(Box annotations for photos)
- - -

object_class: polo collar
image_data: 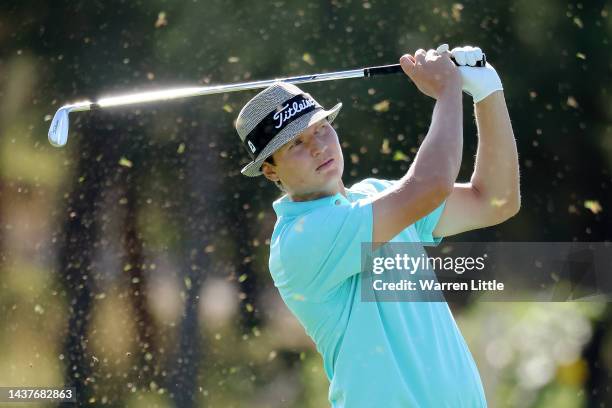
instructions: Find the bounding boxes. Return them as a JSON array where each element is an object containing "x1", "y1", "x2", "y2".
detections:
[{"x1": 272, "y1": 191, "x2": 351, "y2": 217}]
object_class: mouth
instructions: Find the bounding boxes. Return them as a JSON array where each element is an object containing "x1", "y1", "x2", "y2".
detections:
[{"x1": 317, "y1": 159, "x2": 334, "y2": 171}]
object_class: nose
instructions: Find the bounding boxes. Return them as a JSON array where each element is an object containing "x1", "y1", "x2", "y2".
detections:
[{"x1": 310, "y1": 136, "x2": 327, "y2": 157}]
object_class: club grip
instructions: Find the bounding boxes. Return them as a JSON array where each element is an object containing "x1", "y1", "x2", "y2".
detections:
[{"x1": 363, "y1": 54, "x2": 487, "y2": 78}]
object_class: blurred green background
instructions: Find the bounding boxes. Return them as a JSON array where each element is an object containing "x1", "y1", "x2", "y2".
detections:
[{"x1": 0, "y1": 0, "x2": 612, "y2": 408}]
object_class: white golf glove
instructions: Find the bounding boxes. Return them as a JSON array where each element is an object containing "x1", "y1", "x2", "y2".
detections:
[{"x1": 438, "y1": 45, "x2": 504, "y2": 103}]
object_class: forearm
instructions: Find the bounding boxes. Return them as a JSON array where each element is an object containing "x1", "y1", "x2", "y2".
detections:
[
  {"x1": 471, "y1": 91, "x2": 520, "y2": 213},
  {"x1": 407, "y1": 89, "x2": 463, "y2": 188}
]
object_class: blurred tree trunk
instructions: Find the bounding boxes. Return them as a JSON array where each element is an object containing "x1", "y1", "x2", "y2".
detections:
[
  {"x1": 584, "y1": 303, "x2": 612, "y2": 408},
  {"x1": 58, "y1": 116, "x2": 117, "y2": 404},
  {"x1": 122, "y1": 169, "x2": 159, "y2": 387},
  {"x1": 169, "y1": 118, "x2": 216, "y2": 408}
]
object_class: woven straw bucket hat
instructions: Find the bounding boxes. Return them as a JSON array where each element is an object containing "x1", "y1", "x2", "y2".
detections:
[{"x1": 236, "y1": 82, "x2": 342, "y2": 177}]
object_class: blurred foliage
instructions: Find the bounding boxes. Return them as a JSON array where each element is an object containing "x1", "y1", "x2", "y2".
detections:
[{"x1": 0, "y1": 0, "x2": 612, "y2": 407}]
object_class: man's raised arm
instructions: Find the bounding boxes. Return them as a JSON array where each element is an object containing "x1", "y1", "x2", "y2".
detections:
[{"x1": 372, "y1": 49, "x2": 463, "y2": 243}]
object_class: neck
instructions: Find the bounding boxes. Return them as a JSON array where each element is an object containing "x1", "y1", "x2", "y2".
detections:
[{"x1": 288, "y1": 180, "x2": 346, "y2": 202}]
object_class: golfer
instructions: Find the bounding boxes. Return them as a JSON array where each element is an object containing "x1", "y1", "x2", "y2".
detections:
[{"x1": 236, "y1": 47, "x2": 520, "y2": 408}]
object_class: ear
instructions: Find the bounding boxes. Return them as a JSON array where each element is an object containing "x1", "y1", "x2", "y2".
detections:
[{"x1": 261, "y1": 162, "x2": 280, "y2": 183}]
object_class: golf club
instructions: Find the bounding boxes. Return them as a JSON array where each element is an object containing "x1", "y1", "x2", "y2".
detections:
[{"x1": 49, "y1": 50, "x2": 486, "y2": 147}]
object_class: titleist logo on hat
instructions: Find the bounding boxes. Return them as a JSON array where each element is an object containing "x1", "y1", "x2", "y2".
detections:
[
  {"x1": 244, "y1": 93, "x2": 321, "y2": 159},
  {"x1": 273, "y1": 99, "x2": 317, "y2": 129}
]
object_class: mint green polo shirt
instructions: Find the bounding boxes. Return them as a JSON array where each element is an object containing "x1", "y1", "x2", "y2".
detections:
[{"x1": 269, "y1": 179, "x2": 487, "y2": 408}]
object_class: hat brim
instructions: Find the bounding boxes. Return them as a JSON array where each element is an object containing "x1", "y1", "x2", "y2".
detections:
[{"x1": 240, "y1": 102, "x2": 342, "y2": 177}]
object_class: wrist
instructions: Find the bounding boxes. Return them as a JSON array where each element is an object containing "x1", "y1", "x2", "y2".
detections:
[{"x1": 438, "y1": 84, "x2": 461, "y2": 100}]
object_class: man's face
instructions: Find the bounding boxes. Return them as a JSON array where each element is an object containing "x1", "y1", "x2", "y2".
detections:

- - -

▸ **PROBLEM DESCRIPTION**:
Edit the records above by replacing each "detections" with "annotations" and changing nothing else. Leave the pictures out of your version.

▸ **SOLUTION TO THE PROBLEM**:
object_class: polo collar
image_data: 
instructions: Find the bounding boxes. Return them as a JSON array where each element is an object containing "x1", "y1", "x2", "y2".
annotations:
[{"x1": 272, "y1": 191, "x2": 351, "y2": 217}]
object_class: mouth
instructions: Find the bounding boxes. Return them as a JSON array where each element is an object containing "x1", "y1", "x2", "y2".
annotations:
[{"x1": 317, "y1": 159, "x2": 334, "y2": 171}]
object_class: nose
instructions: Find the bounding boxes. Return them as a JSON array where each element is an object containing "x1", "y1", "x2", "y2".
annotations:
[{"x1": 310, "y1": 136, "x2": 327, "y2": 157}]
object_class: club grip
instructions: Find the bounding boxes. Return them as a JSON array where each element is an object containing "x1", "y1", "x2", "y2".
annotations:
[{"x1": 363, "y1": 54, "x2": 487, "y2": 78}]
object_class: blurred green background
instructions: Find the bounding boxes. Return them as a JSON array where each element is an object containing "x1", "y1", "x2", "y2".
annotations:
[{"x1": 0, "y1": 0, "x2": 612, "y2": 408}]
object_class: white golf glove
instructions: Find the bounding boxes. Return them as a JSON array where each element is an object containing "x1", "y1", "x2", "y2".
annotations:
[{"x1": 438, "y1": 45, "x2": 504, "y2": 103}]
object_class: forearm
instructions: Find the bounding boxes. Return them as a JSON array where each element is an object containing "x1", "y1", "x2", "y2".
annotations:
[
  {"x1": 471, "y1": 91, "x2": 520, "y2": 213},
  {"x1": 407, "y1": 89, "x2": 463, "y2": 188}
]
object_class: blurred tree trunk
instructions: Find the bounding boxes. Return them as a JSON array where each element is an object containing "x1", "y1", "x2", "y2".
annotations:
[
  {"x1": 584, "y1": 303, "x2": 612, "y2": 408},
  {"x1": 58, "y1": 116, "x2": 117, "y2": 404},
  {"x1": 122, "y1": 169, "x2": 159, "y2": 387},
  {"x1": 169, "y1": 118, "x2": 216, "y2": 408}
]
object_class: woven straw bucket hat
instructions: Find the bounding boxes. Return them as a JSON array where each element is an object containing "x1", "y1", "x2", "y2".
annotations:
[{"x1": 236, "y1": 82, "x2": 342, "y2": 177}]
object_class: blurred foliage
instructions: Find the bounding boxes. Return them as a JSON array where each element is an object containing "x1", "y1", "x2", "y2".
annotations:
[{"x1": 0, "y1": 0, "x2": 612, "y2": 407}]
object_class: man's raised arm
instructions: Find the bounding boxes. Return them as a JSON array where each element is an object containing "x1", "y1", "x2", "y2".
annotations:
[{"x1": 372, "y1": 49, "x2": 463, "y2": 243}]
object_class: neck
instructions: Find the bounding boxes. Return them as a JSON array where each element is an object containing "x1", "y1", "x2", "y2".
annotations:
[{"x1": 288, "y1": 180, "x2": 346, "y2": 202}]
object_class: golfer
instructions: Find the bounding boxes. Return them as a JSON array where each element is an object containing "x1", "y1", "x2", "y2".
annotations:
[{"x1": 236, "y1": 47, "x2": 520, "y2": 408}]
object_class: ear
instructions: Find the bounding boxes. Return them as a JSON array where each element is an object containing "x1", "y1", "x2", "y2".
annotations:
[{"x1": 261, "y1": 162, "x2": 280, "y2": 183}]
object_class: golf club
instructions: Find the bounding boxes. Return them as a JSON array where each element is an object containing "x1", "y1", "x2", "y2".
annotations:
[{"x1": 49, "y1": 50, "x2": 486, "y2": 147}]
object_class: titleist logo on hat
instructions: Find the bounding boxes. Return them as a JSON array where each element is an object containing "x1", "y1", "x2", "y2".
annotations:
[
  {"x1": 244, "y1": 93, "x2": 321, "y2": 159},
  {"x1": 273, "y1": 99, "x2": 317, "y2": 129}
]
object_class: mint green polo shirt
instructions: Find the bounding boxes. Return them as a JSON array where each element is an object containing "x1", "y1", "x2", "y2".
annotations:
[{"x1": 269, "y1": 179, "x2": 487, "y2": 408}]
object_class: hat brim
instructions: Find the bounding boxes. Return them as a JSON array where each element is an object containing "x1", "y1", "x2", "y2".
annotations:
[{"x1": 240, "y1": 102, "x2": 342, "y2": 177}]
object_class: wrist
instructions: Find the bounding boxes. Return them as a JSON array where each element is an object containing "x1", "y1", "x2", "y2".
annotations:
[{"x1": 438, "y1": 84, "x2": 461, "y2": 100}]
object_class: man's face
instructions: Find the bounding boxes. Return them as a JSON array where each element is an object containing "x1", "y1", "x2", "y2".
annotations:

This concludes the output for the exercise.